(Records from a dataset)
....................

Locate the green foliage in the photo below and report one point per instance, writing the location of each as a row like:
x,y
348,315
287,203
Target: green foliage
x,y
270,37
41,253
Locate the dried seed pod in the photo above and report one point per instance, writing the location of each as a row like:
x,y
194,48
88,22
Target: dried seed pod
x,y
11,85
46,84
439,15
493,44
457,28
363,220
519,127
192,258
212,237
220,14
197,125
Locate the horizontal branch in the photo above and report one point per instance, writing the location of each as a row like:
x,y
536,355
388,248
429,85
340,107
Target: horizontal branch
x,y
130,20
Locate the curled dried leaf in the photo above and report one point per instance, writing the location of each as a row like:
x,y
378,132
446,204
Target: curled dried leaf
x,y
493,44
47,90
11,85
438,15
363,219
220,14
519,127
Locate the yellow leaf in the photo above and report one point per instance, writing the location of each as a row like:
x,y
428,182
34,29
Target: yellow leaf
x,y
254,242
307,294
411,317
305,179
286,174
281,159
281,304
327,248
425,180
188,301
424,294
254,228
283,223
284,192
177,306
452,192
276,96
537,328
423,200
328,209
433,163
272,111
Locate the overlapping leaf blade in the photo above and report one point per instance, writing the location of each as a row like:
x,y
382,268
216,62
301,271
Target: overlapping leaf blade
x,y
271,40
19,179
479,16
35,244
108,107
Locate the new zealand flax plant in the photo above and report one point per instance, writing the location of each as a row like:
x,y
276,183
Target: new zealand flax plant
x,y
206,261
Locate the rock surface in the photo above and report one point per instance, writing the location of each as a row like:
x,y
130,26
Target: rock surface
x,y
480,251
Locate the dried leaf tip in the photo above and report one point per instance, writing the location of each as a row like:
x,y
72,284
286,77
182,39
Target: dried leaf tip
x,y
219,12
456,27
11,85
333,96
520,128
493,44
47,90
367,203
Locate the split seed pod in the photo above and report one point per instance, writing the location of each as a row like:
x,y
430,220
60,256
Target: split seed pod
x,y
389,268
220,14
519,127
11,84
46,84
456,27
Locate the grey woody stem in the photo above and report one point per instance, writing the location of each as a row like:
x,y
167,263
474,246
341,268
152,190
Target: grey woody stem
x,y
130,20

....................

:: Task details ::
Recast every line of the listing above as a JSON list of strings, one string per line, leaving out blank lines.

:: Output for this exercise ::
[
  "Locate the green foliage in the photo below and report one point per instance, writing the location of each as a row like:",
  "x,y",
  "348,315",
  "287,203",
  "Target: green foliage",
  "x,y",
  "270,37",
  "41,253",
  "Locate the dried seed pod in the photo above and report one point per instance, writing the location of each as a row like:",
  "x,y",
  "194,48",
  "88,22",
  "Target: dried seed pod",
  "x,y",
  "11,85",
  "46,84",
  "439,15",
  "493,44",
  "457,28",
  "363,220",
  "519,127",
  "192,258",
  "212,237",
  "220,14",
  "197,125",
  "Locate the horizontal branch in the photo above and report one point per instance, writing the location of each as a row like:",
  "x,y",
  "536,355",
  "388,248",
  "429,85",
  "340,107",
  "Target: horizontal branch",
  "x,y",
  "130,20",
  "Locate the curled dried leaf in the photo above and report one point per instance, writing the location of each as a row like:",
  "x,y",
  "378,132",
  "446,204",
  "Target: curled dried leaf",
  "x,y",
  "493,44",
  "47,90",
  "11,85",
  "438,15",
  "363,219",
  "220,14",
  "519,127",
  "Locate the yellow leaf in the photo above and report one point per instance, writing the location of each as a row like:",
  "x,y",
  "428,182",
  "34,29",
  "Target: yellow leaf",
  "x,y",
  "254,242",
  "307,294",
  "411,317",
  "305,179",
  "286,174",
  "281,159",
  "281,304",
  "327,248",
  "425,180",
  "188,301",
  "424,294",
  "254,228",
  "283,223",
  "284,192",
  "177,306",
  "452,192",
  "276,96",
  "537,328",
  "423,200",
  "328,209",
  "433,163",
  "272,111",
  "Locate the overlapping leaf blade in the photo above and report one point per instance, writing the location of each as a row like:",
  "x,y",
  "382,268",
  "216,62",
  "301,271",
  "Target: overlapping leaf blade",
  "x,y",
  "271,40",
  "19,179",
  "479,16",
  "35,244",
  "108,107",
  "Locate the new zealand flax plant in the photo above and report one point per instance, writing the location of each as a row like:",
  "x,y",
  "276,183",
  "Target: new zealand flax plant",
  "x,y",
  "206,261",
  "Locate the rock surface in the photo above and report one point per instance, writing the location of each as a row like:",
  "x,y",
  "130,26",
  "Target: rock surface",
  "x,y",
  "480,251",
  "Locate the dried leaf tip in the photo above and report one point per instance, writing the location of each as a row like:",
  "x,y",
  "72,284",
  "286,77",
  "182,39",
  "Target: dried leaf tip",
  "x,y",
  "219,12",
  "456,27",
  "11,85",
  "333,96",
  "520,128",
  "493,44",
  "47,90",
  "367,203",
  "Locate the split seed pod in the photo above and report one point per instance, writing the location of each as a row like:",
  "x,y",
  "430,220",
  "60,256",
  "Target: split seed pod",
  "x,y",
  "389,268",
  "220,14",
  "519,127",
  "11,84",
  "46,84",
  "456,27",
  "Locate the grey woody stem in the photo above and report one point per instance, writing the location of each as a row like:",
  "x,y",
  "167,263",
  "474,246",
  "341,268",
  "152,190",
  "Target: grey woody stem",
  "x,y",
  "130,20"
]